Requirement
For the records below, print every one exactly, with nothing dropped.

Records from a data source
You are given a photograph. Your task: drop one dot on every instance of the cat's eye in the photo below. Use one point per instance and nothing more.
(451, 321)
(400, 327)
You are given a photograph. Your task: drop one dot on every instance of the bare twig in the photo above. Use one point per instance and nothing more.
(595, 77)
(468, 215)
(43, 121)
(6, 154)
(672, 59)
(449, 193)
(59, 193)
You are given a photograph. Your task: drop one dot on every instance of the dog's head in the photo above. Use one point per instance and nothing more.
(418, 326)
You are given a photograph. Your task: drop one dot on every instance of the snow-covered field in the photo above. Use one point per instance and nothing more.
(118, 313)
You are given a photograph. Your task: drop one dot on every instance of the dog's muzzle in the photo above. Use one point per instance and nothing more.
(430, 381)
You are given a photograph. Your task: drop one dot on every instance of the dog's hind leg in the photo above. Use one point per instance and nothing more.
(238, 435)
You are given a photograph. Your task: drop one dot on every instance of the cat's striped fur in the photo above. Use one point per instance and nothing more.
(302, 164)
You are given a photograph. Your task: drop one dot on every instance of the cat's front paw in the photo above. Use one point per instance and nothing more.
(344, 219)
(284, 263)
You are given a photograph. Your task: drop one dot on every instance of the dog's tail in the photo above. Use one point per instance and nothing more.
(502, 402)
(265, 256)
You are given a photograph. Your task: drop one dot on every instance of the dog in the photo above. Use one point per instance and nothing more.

Exercise solution
You are given a photograph. Your task: drop one dot on every instance of the cat's eye in the photo below. Use one point per instance and nothing more.
(451, 321)
(400, 327)
You are given a photograph. Your task: drop one dot on every instance of the bare twig in the photo above. Use one point per instance and nothing more.
(595, 77)
(468, 215)
(43, 121)
(6, 154)
(672, 59)
(449, 193)
(59, 193)
You are given a photograph. Your task: drop one dot on every instance of the dog's head in the photo above. Use one point per instance and nothing more.
(418, 326)
You are given a photograph. Your task: drop one dot on every instance of the snow-covered field in the photo above. Use one point per instance and nothing more.
(118, 313)
You are given a photograph. Your task: drop one dot on every instance of the dog's muzzle in the photo above. Use one point per instance and nothing more.
(430, 381)
You are given a photograph. Your task: drop one dot on every instance of the dog's hind leg in the photo above. Use one point per instance and nothing more.
(238, 435)
You are given a photograph. Your task: drop one dot on every instance of the cat's striped fur in the photo above. Use one point per instance and nothing more.
(302, 164)
You are given a photograph. Your task: drop one dot on every instance of the cat's front paw in the photo above. Use one point per instance and nothing more.
(344, 219)
(284, 263)
You are given a photograph. Your task: drop one dot on every instance of the dog's tail in the photo above. Use one point per instance and nothing more.
(502, 402)
(265, 256)
You are given a photograph. Your task: drop one dot on every instance of the dog in the photo above. Use one point per instance and nothing more.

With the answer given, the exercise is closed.